- [What you are asked to do]: The reply to the records below should contain exactly the lines from the line with "of the open" through the line with "[[458, 140], [170, 72], [242, 422]]", and nothing besides.

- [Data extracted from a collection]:
※ ※ ※
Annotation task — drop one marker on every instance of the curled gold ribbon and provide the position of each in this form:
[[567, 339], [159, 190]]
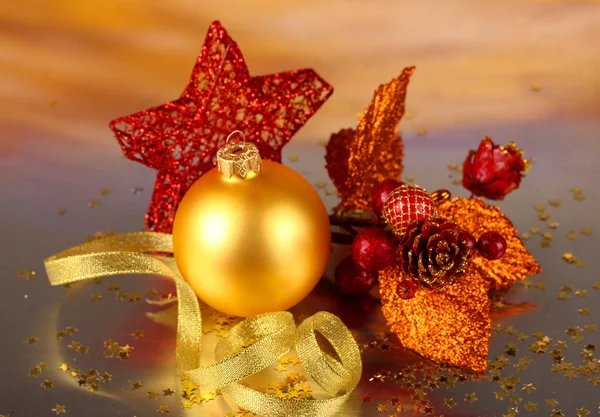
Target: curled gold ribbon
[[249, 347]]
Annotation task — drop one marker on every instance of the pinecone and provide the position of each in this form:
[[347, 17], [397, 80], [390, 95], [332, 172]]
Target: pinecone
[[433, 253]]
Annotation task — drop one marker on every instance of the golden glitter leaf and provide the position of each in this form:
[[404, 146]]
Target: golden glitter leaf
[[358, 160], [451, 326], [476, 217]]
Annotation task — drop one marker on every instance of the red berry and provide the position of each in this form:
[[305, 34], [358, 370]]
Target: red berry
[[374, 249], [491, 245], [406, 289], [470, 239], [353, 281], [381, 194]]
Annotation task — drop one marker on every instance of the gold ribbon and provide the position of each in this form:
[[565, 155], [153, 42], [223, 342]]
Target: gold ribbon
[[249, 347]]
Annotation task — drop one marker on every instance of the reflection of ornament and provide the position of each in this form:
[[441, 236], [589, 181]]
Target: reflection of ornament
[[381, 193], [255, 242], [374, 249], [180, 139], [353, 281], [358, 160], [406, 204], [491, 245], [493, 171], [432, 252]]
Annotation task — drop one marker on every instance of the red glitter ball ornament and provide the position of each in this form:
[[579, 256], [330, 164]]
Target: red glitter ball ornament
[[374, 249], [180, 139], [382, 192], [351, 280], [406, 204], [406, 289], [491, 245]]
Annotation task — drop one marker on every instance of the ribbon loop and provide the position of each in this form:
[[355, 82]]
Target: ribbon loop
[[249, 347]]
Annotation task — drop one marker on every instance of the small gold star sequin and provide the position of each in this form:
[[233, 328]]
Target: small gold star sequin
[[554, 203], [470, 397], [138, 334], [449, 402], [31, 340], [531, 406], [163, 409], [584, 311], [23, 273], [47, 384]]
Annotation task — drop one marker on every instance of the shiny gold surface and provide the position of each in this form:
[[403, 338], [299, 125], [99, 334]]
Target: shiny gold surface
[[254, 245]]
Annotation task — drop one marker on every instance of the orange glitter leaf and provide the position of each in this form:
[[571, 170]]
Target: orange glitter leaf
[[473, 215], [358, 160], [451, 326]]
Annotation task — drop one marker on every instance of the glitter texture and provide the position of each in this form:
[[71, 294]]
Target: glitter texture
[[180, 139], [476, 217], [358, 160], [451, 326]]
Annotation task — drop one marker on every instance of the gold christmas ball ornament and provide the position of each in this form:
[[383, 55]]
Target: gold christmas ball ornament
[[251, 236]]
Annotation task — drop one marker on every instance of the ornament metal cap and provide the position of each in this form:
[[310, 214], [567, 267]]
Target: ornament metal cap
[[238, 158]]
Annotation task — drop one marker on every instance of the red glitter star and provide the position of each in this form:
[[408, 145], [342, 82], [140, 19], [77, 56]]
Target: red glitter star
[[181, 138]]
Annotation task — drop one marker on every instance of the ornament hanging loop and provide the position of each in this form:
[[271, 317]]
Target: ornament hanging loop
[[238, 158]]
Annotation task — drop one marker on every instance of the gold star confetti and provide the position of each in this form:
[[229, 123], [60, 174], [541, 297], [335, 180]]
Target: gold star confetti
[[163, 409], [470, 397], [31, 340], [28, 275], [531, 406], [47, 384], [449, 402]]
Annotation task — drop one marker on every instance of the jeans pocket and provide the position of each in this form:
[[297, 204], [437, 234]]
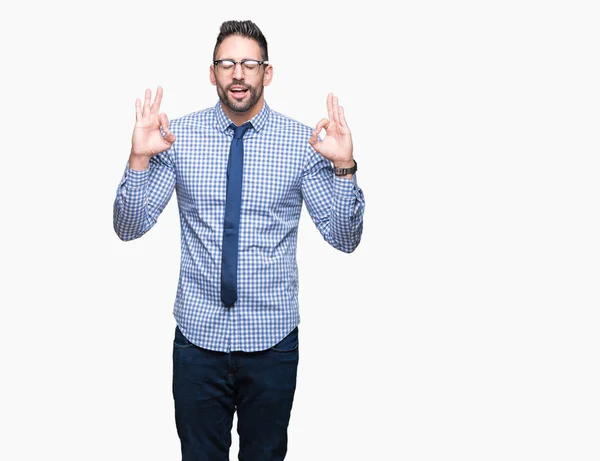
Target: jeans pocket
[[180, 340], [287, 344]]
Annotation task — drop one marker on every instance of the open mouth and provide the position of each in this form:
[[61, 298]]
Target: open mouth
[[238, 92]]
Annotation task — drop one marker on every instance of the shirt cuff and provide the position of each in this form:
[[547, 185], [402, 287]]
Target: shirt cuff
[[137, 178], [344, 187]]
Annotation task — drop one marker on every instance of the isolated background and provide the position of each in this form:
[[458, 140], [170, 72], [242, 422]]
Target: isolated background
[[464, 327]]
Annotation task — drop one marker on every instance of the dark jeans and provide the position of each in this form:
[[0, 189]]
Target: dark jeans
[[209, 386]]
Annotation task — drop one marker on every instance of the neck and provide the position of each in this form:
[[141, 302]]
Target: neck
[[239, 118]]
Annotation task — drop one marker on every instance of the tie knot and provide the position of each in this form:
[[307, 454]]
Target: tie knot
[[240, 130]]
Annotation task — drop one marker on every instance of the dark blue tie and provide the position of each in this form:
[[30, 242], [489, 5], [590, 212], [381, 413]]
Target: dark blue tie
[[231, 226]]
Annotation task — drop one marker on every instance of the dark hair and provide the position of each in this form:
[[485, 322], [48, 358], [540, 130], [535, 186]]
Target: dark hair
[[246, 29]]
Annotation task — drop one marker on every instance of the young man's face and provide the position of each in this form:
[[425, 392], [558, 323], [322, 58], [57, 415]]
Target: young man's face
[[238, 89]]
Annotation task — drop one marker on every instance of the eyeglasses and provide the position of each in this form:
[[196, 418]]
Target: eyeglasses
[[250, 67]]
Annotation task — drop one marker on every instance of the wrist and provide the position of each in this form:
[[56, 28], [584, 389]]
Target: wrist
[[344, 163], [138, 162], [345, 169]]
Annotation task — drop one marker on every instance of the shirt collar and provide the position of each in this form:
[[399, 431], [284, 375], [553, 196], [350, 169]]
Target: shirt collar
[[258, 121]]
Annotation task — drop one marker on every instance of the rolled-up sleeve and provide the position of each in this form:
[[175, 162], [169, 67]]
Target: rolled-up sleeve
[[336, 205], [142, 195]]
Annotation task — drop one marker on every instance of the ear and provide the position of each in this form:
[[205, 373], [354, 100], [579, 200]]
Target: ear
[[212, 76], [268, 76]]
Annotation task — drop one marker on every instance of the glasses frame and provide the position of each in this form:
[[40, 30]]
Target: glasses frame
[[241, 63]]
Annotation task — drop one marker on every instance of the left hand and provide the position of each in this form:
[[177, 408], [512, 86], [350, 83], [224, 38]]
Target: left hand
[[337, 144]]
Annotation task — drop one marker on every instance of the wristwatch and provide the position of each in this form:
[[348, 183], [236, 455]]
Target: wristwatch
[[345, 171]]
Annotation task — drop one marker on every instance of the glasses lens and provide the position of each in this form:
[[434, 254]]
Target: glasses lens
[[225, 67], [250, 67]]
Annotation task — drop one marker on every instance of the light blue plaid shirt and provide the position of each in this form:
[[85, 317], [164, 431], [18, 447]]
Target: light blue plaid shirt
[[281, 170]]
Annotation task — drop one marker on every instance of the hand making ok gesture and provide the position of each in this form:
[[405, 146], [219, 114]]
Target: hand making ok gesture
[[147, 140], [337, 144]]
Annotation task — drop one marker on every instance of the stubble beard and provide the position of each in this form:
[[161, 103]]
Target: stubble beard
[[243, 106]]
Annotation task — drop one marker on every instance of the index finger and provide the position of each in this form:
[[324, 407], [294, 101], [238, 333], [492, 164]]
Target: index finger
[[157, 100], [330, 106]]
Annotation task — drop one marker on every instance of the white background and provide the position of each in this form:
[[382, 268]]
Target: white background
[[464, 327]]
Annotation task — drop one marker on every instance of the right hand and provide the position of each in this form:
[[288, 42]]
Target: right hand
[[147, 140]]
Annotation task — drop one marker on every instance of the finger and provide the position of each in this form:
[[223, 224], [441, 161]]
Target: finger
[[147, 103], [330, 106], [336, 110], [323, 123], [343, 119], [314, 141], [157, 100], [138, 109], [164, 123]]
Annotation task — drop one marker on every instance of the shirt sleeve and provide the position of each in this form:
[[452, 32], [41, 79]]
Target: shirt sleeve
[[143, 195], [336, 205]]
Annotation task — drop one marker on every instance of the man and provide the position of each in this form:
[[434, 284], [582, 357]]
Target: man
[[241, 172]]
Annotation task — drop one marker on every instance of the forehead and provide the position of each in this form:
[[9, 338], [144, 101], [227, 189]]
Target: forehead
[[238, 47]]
※ ※ ※
- [Expected answer]:
Annotation task — drop one marker on every instance of the open mouth and provide the position of each in this form:
[[61, 298]]
Target: open mouth
[[238, 92]]
Annotation task — drop one marker on every instance of the shirt cuff and provide the position of each in this form:
[[547, 185], [402, 287]]
Target: shirt cuff
[[137, 178], [344, 187]]
Annotation task — drop one marker on every instance of the isolated background and provide the position of each in this form:
[[458, 140], [170, 72], [242, 422]]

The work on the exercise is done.